## [Goal A]
Edit the rows that follow the Windows Azure article by replacing "cloud bank" with "fog bank" and leaving all other text unchanged.

┌─ Page

Figure 1: Current Architecture
The current architecture is a multi-tiered architecture with RIA, Application, Common and Search services running in the same datacenter. The green blocks indicate that these components can be migrated to Windows Azure directly, whereas the red blocks indicate that these services need to remain on-premises because of dependencies or because they simply are not supported on Windows Azure (e.g. FAST). The application is designed for multiple tenants and the expected database growth might reach more than 300GB in the next 3 years. Therefore, during the evaluation phase, we had a dedicated session on architecting for the upcoming SQL Azure Federation features. You can find a list of SQL Azure Federation blogs and tools here. I won’t cover SQL Azure Federations in this note--maybe sometime later when it’s available in CTP.
The goal of the evaluation was to prove out whether we can:
-
Migrate all the application specific components (green boxes) to the Windows Azure platform
-
Integrate efficiently with the existing on-premises components
Implementation of Solution
Migration of the green boxes did not pose any issues. We were able to migrate all of those in a week’s timeframe. All eyes were focused on integration with shared services running in the customer’s datacenter. Because of the time constraints, we opted to modify and use the Port Bridge server and agent to provide seamless integration.
A note on Port Bridge
Port Bridge is a handy utility service created by Clemens Vasters. Port Bridge channels protocols over the Windows Azure Service Bus using the NetTcpRelayBinding. Typically, for integrating existing web services with Service Bus, you have to write custom WCF interfaces that wrap the Service Bus calls as a façade or wrappers. Port Bridge provides you with a generic wrapper service for channeling any protocol over Service Bus. I recommend you read the Port Bridge blog post on Clemens Vasters's blog before reading this article further.
Figure 2 below illustrates how we used Port Bridge to integrate the customer’s on-premises services.
Figure 2: Port Bridge and On-premises Integration
The communication steps in Figure 2 are as follows:
-
Port Bridge server was configured to register the FAST Query Server (15001), Common Services (80), and Authentication (443 for https) ports and hostnames in Service Bus. Note that the Port Bridge server can run on its own dedicated machine and you can also run multiple Port Bridge servers as long as they register unique endpoints within a namespace. The Port Bridge creates the endpoint URI on the fly by appending the service hostname to the service port. In Figure 2, the three services were running on three different machines and we had a dedicated Port Bridge server for FAST.

└─
┌─ Data provided

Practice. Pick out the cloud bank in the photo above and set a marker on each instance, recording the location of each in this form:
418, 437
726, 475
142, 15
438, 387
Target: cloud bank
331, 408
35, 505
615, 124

└─

## [Goal B]
Reproduce the passage of the Windows Azure article from "Figure 2 below" up to and including "server for FAST.".

## [Full solution A]
Practice. Pick out the fog bank in the photo above and set a marker on each instance, recording the location of each in this form:
418, 437
726, 475
142, 15
438, 387
Target: fog bank
331, 408
35, 505
615, 124

## [Full solution B]
Figure 2 below illustrates how we used Port Bridge to integrate the customer’s on-premises services.
Figure 2: Port Bridge and On-premises Integration
The communication steps in Figure 2 are as follows:
-
Port Bridge server was configured to register the FAST Query Server (15001), Common Services (80), and Authentication (443 for https) ports and hostnames in Service Bus. Note that the Port Bridge server can run on its own dedicated machine and you can also run multiple Port Bridge servers as long as they register unique endpoints within a namespace. The Port Bridge creates the endpoint URI on the fly by appending the service hostname to the service port. In Figure 2, the three services were running on three different machines and we had a dedicated Port Bridge server for FAST.